## Problem to solve
From the line bearing "In this exercise you will tag the flower" down to the final line of the records below, give every line again exactly and add nothing.

──────

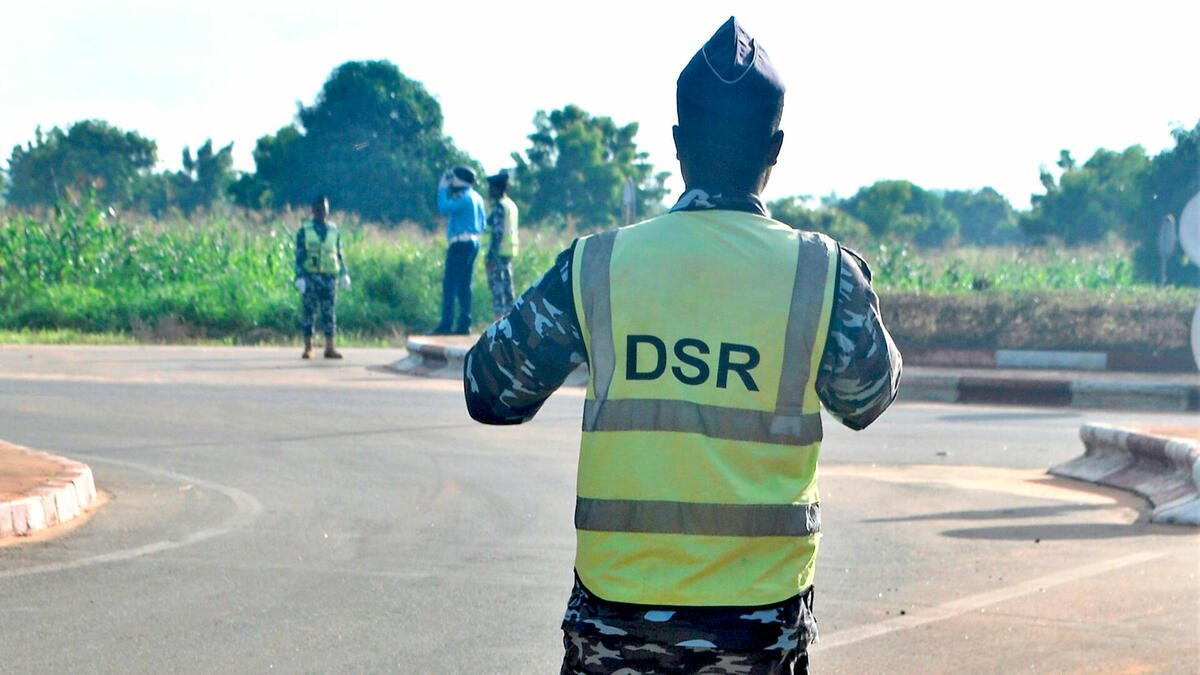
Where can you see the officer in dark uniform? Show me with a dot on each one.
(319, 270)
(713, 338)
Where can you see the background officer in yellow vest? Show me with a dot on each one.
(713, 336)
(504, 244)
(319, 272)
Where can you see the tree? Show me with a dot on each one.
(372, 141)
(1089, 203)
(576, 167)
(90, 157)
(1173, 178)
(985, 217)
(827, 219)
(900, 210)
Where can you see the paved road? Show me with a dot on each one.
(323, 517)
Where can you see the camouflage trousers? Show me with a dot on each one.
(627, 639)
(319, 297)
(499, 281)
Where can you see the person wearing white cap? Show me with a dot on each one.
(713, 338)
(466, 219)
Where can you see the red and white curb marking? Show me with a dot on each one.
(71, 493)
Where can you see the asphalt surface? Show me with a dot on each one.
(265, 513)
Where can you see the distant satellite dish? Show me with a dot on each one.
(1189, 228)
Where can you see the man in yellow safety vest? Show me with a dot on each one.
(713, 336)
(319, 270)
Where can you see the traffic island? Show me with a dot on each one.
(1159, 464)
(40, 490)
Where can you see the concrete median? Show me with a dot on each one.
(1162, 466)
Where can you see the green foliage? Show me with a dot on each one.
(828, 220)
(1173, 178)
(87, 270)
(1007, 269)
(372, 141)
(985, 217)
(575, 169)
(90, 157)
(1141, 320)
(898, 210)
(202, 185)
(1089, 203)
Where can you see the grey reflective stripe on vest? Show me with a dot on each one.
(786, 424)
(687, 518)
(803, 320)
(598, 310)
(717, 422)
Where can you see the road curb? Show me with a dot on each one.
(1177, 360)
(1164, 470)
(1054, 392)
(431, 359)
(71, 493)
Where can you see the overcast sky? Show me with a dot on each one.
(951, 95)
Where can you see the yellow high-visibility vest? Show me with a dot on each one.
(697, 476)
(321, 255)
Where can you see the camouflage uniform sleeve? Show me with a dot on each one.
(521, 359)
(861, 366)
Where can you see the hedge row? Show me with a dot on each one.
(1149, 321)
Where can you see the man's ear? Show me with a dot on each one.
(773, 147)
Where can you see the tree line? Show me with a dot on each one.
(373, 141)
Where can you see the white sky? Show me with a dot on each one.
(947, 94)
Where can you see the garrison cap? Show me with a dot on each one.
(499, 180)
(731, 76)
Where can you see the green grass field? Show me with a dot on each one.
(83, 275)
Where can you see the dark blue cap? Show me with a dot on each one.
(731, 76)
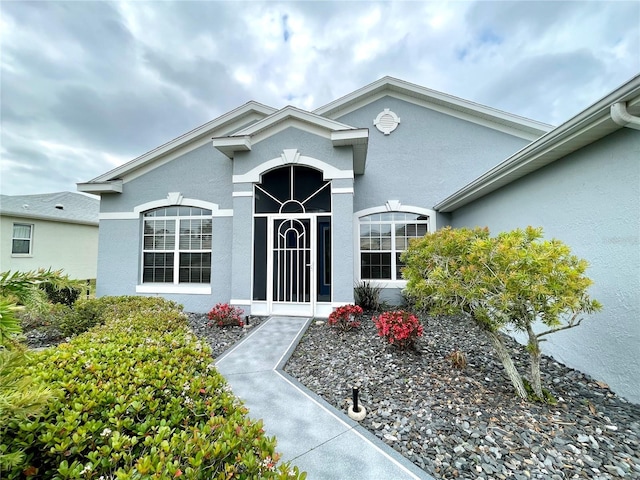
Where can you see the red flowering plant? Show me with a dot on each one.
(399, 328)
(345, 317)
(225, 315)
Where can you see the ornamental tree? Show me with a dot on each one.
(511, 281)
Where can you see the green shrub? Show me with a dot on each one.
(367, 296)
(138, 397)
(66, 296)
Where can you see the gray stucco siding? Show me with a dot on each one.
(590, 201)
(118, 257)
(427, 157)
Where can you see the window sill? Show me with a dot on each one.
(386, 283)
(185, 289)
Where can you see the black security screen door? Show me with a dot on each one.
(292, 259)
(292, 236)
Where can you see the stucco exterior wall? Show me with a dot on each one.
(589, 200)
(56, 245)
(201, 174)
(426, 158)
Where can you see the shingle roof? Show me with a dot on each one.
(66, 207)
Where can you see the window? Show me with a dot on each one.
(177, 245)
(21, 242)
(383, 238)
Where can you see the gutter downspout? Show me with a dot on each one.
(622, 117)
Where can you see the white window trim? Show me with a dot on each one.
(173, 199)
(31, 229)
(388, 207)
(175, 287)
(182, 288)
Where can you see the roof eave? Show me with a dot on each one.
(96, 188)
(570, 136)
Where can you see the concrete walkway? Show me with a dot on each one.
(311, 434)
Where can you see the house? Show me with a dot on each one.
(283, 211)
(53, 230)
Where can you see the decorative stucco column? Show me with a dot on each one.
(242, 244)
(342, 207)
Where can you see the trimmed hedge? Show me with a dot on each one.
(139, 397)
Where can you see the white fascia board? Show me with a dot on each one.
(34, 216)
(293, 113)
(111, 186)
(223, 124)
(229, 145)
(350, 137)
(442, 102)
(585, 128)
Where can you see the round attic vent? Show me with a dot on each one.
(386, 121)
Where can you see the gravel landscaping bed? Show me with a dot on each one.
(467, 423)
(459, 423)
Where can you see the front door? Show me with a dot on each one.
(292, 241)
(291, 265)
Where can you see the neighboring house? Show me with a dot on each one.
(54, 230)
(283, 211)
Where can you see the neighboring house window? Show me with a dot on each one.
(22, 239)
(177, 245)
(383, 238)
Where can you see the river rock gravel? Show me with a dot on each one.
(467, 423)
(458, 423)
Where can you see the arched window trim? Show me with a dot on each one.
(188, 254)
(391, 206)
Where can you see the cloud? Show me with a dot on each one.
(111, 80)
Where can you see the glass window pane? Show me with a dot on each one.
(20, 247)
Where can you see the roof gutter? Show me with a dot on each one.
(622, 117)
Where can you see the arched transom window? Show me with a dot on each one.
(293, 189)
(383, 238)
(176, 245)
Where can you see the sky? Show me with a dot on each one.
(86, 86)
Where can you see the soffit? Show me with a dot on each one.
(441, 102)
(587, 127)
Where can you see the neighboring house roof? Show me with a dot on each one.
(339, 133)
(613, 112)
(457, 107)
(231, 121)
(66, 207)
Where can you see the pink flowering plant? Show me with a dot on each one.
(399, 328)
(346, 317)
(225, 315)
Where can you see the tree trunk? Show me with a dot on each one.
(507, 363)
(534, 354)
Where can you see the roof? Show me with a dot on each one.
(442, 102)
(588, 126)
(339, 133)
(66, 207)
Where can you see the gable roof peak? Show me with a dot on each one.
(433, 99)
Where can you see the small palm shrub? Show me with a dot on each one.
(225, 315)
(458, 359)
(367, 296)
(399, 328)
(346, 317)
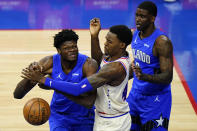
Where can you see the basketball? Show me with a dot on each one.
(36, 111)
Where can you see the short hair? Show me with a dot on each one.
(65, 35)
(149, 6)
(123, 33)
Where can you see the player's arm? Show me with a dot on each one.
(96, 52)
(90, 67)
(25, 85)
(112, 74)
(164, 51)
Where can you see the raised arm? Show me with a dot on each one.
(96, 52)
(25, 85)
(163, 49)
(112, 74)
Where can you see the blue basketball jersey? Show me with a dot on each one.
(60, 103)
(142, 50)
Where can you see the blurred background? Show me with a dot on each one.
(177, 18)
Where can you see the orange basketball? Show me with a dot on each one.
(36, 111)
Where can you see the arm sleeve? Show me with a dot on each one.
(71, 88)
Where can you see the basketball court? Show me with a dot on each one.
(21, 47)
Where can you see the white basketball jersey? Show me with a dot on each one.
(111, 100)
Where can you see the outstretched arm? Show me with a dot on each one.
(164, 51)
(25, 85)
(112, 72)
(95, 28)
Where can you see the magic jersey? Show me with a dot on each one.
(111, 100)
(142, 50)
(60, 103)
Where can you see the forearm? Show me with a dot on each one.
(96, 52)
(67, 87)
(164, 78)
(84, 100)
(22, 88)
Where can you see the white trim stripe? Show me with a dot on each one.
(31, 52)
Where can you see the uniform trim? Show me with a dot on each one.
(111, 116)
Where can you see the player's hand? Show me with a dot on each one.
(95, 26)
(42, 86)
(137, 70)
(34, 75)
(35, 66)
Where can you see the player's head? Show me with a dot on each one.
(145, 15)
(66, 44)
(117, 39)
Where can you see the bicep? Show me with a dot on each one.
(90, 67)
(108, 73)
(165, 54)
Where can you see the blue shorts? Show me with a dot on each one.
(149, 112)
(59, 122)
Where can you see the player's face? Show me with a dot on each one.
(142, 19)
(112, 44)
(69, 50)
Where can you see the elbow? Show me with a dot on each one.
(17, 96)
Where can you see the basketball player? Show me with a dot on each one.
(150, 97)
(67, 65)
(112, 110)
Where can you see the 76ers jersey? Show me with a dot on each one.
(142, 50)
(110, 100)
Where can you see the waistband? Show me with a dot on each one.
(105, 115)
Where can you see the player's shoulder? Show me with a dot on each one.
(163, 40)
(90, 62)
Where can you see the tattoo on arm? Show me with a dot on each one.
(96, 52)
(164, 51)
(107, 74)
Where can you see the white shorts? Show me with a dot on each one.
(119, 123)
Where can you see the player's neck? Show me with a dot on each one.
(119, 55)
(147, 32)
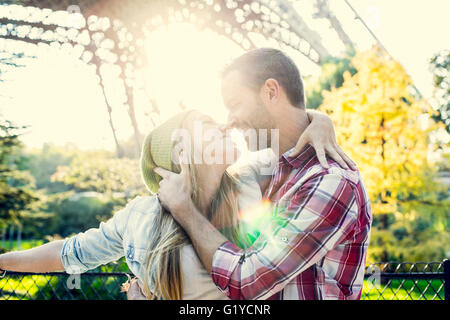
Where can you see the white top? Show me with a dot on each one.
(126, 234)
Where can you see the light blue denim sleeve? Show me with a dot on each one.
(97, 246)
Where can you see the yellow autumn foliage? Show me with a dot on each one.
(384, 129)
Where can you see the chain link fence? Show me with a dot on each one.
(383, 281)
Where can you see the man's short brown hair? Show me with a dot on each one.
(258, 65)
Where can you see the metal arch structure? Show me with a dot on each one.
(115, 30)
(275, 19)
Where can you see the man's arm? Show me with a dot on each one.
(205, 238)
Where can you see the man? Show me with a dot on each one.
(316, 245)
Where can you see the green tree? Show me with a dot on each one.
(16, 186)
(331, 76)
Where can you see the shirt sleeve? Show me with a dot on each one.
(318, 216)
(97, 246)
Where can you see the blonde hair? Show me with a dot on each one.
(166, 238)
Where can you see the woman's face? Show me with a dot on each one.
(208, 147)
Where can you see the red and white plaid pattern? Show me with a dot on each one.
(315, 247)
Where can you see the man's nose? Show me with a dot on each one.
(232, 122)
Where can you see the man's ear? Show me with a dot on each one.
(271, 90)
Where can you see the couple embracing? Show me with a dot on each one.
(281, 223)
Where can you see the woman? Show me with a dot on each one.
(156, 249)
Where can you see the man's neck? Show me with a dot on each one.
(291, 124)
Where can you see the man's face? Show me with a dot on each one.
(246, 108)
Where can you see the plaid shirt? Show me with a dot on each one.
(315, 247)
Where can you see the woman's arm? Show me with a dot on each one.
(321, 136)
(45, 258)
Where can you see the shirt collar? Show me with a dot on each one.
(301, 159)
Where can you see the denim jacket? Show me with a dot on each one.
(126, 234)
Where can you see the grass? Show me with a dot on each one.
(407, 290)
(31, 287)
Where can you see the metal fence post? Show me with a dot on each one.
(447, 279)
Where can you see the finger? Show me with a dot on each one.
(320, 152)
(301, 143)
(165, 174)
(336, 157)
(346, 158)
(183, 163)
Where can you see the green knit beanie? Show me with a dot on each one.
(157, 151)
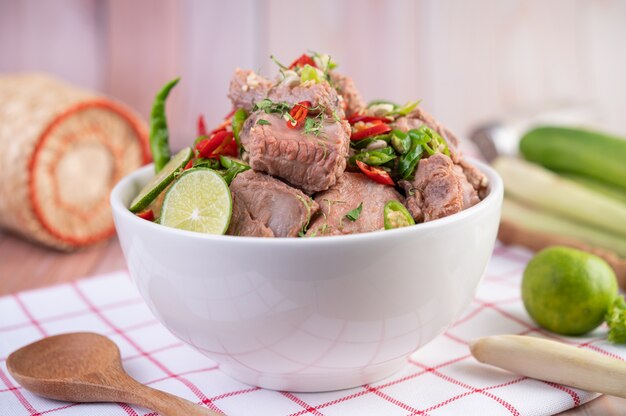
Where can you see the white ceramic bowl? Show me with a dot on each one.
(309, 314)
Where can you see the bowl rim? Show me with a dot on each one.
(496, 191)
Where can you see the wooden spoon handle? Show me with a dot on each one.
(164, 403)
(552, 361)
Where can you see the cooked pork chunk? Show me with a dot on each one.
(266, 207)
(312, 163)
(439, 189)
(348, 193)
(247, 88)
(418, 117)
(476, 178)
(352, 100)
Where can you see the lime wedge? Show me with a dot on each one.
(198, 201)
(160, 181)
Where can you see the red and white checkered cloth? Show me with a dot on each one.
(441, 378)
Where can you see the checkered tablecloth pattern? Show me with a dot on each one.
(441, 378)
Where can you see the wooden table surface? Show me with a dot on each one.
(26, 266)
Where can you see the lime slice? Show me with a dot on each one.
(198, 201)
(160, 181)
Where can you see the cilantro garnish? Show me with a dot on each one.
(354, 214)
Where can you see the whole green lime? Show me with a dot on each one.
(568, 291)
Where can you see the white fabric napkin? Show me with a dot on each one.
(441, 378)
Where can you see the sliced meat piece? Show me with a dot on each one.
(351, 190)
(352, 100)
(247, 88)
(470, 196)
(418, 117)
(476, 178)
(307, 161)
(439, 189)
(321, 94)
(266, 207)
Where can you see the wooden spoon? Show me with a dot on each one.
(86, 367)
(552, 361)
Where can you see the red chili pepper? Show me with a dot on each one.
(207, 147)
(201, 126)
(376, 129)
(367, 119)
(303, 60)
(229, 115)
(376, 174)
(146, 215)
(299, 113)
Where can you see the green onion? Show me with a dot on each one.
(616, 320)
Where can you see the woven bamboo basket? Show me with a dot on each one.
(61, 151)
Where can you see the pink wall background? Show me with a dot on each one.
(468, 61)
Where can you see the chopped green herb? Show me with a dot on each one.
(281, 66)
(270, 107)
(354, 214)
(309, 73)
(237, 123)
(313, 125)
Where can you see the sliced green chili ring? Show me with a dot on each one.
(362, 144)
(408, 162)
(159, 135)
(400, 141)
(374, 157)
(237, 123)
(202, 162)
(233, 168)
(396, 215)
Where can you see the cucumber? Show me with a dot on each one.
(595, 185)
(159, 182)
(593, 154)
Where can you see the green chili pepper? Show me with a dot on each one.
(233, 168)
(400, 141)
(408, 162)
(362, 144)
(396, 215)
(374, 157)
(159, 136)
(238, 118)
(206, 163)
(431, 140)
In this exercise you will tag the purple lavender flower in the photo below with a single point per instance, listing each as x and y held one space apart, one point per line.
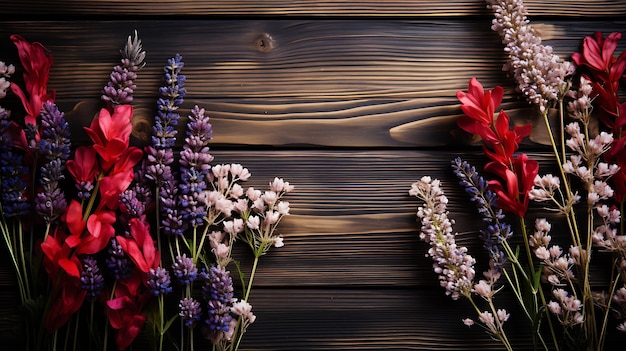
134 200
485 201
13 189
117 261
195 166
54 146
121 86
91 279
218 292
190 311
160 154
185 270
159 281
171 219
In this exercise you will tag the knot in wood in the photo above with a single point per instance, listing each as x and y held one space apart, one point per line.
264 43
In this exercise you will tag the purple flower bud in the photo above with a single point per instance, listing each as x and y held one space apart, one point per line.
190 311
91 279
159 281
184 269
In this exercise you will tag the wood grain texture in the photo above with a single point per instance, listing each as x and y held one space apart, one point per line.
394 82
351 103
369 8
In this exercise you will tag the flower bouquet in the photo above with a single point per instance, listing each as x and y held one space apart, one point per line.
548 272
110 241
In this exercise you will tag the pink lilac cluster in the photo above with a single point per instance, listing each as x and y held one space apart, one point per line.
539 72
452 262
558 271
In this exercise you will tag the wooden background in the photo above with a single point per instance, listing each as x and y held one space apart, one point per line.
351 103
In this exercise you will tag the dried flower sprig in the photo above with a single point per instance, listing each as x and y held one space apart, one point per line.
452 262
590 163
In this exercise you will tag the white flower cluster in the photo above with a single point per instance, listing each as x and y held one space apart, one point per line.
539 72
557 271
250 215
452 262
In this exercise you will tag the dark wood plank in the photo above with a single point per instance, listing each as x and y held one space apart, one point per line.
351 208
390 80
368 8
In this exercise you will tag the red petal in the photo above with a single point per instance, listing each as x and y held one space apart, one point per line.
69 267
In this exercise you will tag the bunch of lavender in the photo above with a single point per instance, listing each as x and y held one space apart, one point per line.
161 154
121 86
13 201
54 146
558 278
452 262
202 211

──────

## Answer to the exercise
In this exercise you will tag the flower bouquet in the photo above with a single point per instance, listing each as x and y held one space apart, one point per line.
548 272
110 241
In this exercise you will tag the pink lilac cluster in the photo above with a single point per instance, listing each as x and y held one space apart, one point per line.
539 72
452 262
558 271
In this exercise you will tag the wooden background in the photo above with a single point per instance, listing each as x and y held one space apart, one point per line.
351 103
In this exercise you will tag the dried flower sprig in the photo above with a single point per instance, listing each as x and y held one space apart, one point per line.
452 262
590 163
In this exercise you will tag the white flower cluster in the photo above with a single point per instance, listing each as x and y held one space apart, one point per line.
539 72
557 271
250 215
452 262
In this exercise you will tag the dark wood plank in the photo above with a single point per instance, listing each as x and y held one space apart, one point per line.
351 208
390 80
368 8
In this exercise you will tag the red petal in the photo above with a single point per instance, listing each as x and y held one space apart, one point per line.
69 267
In this exercise you will tag the bunch of lavender in the photo above with a single point per instance, listing each as x and y held one space apart, one point per line.
161 154
121 86
13 201
54 146
558 278
452 262
202 211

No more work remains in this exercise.